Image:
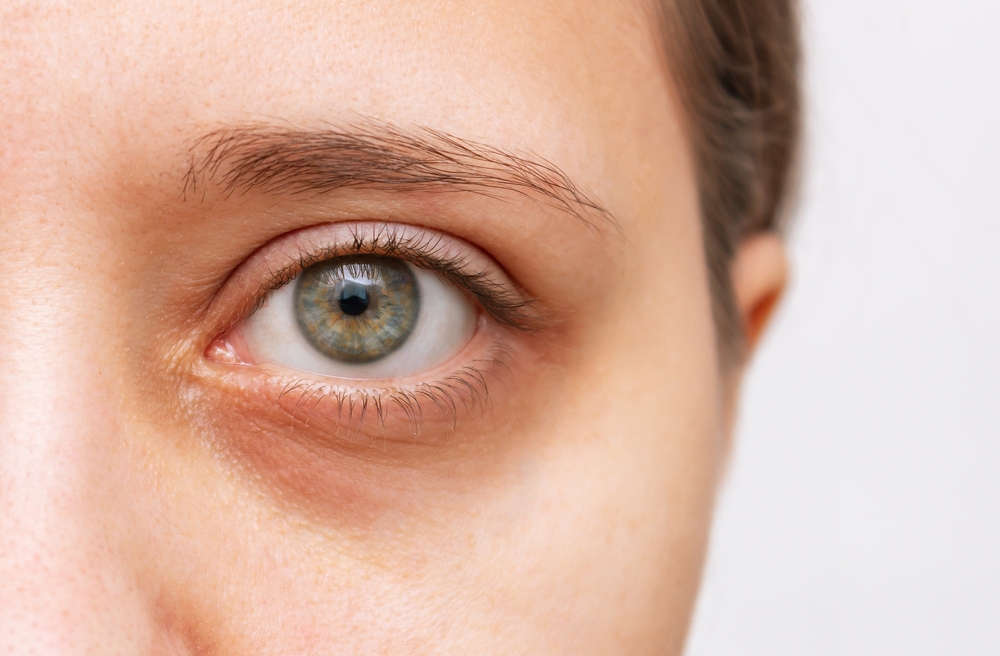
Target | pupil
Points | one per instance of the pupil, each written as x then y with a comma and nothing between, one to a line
353,299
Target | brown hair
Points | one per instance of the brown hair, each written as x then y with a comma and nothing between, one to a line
735,64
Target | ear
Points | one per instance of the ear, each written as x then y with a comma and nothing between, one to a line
760,273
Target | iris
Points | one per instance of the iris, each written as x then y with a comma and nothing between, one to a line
357,309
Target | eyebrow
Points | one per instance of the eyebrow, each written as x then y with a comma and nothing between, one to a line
375,155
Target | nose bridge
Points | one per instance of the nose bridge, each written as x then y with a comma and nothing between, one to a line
65,584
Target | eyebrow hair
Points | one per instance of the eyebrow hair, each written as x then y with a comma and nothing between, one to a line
375,155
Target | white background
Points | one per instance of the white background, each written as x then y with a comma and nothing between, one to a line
862,510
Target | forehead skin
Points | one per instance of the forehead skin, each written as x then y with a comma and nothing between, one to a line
575,524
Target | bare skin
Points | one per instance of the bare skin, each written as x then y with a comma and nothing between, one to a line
158,498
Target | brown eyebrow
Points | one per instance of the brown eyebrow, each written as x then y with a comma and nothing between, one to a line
376,155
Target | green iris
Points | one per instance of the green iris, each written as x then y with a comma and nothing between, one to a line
357,309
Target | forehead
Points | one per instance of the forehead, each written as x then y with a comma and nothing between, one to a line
571,81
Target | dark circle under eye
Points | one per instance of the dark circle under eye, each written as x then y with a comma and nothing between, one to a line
357,309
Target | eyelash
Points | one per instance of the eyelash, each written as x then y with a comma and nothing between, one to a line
514,309
465,389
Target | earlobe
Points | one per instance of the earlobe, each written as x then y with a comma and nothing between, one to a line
760,274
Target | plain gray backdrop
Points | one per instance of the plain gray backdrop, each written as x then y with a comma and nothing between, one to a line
861,514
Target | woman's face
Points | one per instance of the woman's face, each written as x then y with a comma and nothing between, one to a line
518,455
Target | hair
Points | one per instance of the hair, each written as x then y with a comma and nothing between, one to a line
735,64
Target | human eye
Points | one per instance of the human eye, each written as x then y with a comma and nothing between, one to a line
397,318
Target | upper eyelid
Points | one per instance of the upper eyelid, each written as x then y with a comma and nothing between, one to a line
451,257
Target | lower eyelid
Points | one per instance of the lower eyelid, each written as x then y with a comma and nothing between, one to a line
425,411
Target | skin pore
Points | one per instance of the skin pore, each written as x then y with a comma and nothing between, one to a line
552,495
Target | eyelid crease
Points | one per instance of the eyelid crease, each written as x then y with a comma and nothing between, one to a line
507,304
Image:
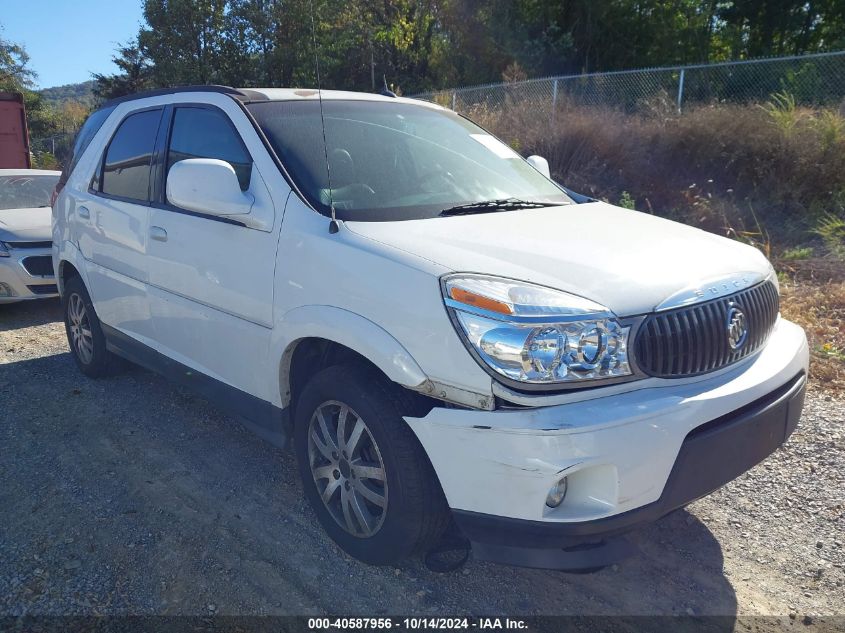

- [Stated exercise]
Reproduce all of the material above with every "Target" swapped for "Label" and nothing else altered. Omit the pictures.

- [The response]
Image:
Label | pupil
Points | one per instance of the pupil, each written as x then y with a comma and nothing between, one to a line
353,299
Label | brown hair
Points | one per instance of the brown hair, each written as x then y with a comma and nothing between, one to a line
735,64
Label | ear
Points | one per instance of the ear, each written as x then y with a comma and nothing between, one to a line
760,273
Label | iris
Points | one per instance of the iris, each written as x then y with a comma and nothing between, one to a line
357,309
Label | eyebrow
Points | one per instance of the eyebrow, each written as x then y with a comma and nothing between, one to a line
375,155
Label | nose bridge
Points | one per instance of the nose bridge, each written as x then y with a comma and nothing between, one to a line
65,584
Label | eyebrow hair
Points | one per instance of the eyebrow hair, each written as x then y with a comma and nothing between, one to a line
375,155
Label | white background
Points | one per instance of the white background, each written as x then y with a comma and nothing between, one to a line
862,510
Label | forehead skin
Points | one per instance of the forehead skin, each written as x then y with a comma and nothing between, one to a line
575,524
Label | bare skin
Points | one per instance of the bare skin, each written as x then y with a comma and nothing between, one to a line
158,498
Label | brown eyebrow
Points | one per instance of the brown eyebrow, each written as x then y with a comma and nothing between, one to a line
376,155
Label | green iris
Points | one per instance of the green iris, each written as x then y with a comma and nothing between, one to a line
357,309
Label | forehead
Points | one per instance of the forehead, each written as x then y with a comma and nothing between, one to a line
571,81
Label | dark circle under eye
Points | one per instance of the dark circle under eye, each written as x then y with a comma and nothing between, one to a line
357,309
Label | eyelash
Points | one per instance of the eyelash, each written as x then y with a comma and nothing between, one to a line
514,309
465,389
Label | earlobe
Points | one per instance of the earlobe, each written as x then y with a comma and nothing between, one to a line
760,274
Label | plain gray backdrop
Points | one per instance of the plain gray backdrop, each written as x then y with a comma and nothing between, one to a line
861,514
Label | woman's face
Points | one per instance of the woman's face, each written as x then y with a comma and nothing between, one to a line
518,455
Label | hair
Points | one per instance of the hair, each written as x then y with a comma and nothing between, one to a line
735,64
Label | human eye
Points | one per instance of the human eye, each written as x then y with a comma and nothing between, one to a line
397,318
Label | upper eyelid
Points | one per instance of the upper eyelid, each written as x then y with a comma and nothing between, one to a line
451,257
Label | lower eyelid
Points | one per instance of the lower eyelid, each written as x then y with a comma and nothing between, one to a line
425,411
Label | skin pore
Points | one per instance of the skin pore, each written as x then y with a comma and nothing between, one to a line
552,495
Label | eyelid crease
Points | one per instance of the eyelid crease, each written as x then y with a comma and nothing between, one to a line
507,304
Image:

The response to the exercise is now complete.